[Point-per-instance localization data]

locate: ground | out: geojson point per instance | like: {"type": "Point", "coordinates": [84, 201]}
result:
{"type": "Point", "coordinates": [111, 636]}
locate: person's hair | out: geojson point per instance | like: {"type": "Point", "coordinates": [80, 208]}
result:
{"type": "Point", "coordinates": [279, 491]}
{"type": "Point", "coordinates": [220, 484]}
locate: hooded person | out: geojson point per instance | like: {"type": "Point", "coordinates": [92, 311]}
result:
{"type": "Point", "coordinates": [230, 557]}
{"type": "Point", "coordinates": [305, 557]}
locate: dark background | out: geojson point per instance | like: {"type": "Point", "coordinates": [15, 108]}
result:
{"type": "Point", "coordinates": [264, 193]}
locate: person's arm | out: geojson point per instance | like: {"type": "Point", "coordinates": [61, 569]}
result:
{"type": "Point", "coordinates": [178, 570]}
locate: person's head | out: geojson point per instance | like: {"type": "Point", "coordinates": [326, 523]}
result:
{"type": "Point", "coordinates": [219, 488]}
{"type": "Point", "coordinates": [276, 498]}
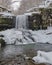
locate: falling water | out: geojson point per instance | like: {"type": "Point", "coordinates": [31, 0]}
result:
{"type": "Point", "coordinates": [21, 22]}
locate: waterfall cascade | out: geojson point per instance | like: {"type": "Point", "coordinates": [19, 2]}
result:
{"type": "Point", "coordinates": [21, 22]}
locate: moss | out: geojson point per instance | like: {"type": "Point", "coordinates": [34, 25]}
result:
{"type": "Point", "coordinates": [1, 35]}
{"type": "Point", "coordinates": [2, 42]}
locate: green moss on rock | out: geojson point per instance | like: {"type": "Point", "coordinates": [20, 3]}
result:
{"type": "Point", "coordinates": [2, 42]}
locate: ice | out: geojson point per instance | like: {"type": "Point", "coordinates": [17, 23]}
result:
{"type": "Point", "coordinates": [43, 57]}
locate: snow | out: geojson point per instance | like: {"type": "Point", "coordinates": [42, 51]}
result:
{"type": "Point", "coordinates": [6, 14]}
{"type": "Point", "coordinates": [12, 36]}
{"type": "Point", "coordinates": [43, 57]}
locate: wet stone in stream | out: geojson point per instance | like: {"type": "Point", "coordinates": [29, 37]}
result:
{"type": "Point", "coordinates": [18, 60]}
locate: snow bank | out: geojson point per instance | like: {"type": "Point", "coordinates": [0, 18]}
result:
{"type": "Point", "coordinates": [11, 35]}
{"type": "Point", "coordinates": [43, 57]}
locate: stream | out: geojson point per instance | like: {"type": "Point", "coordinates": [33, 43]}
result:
{"type": "Point", "coordinates": [10, 52]}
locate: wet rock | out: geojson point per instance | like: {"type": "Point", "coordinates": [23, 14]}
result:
{"type": "Point", "coordinates": [2, 42]}
{"type": "Point", "coordinates": [1, 35]}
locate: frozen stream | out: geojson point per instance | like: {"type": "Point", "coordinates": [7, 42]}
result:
{"type": "Point", "coordinates": [29, 49]}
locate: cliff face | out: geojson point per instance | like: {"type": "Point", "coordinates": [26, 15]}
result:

▶ [EXERCISE PROMPT]
Looking at the records above, say how many of their lines include the word "person", with no other words.

▶ [SOLVED EXERCISE]
4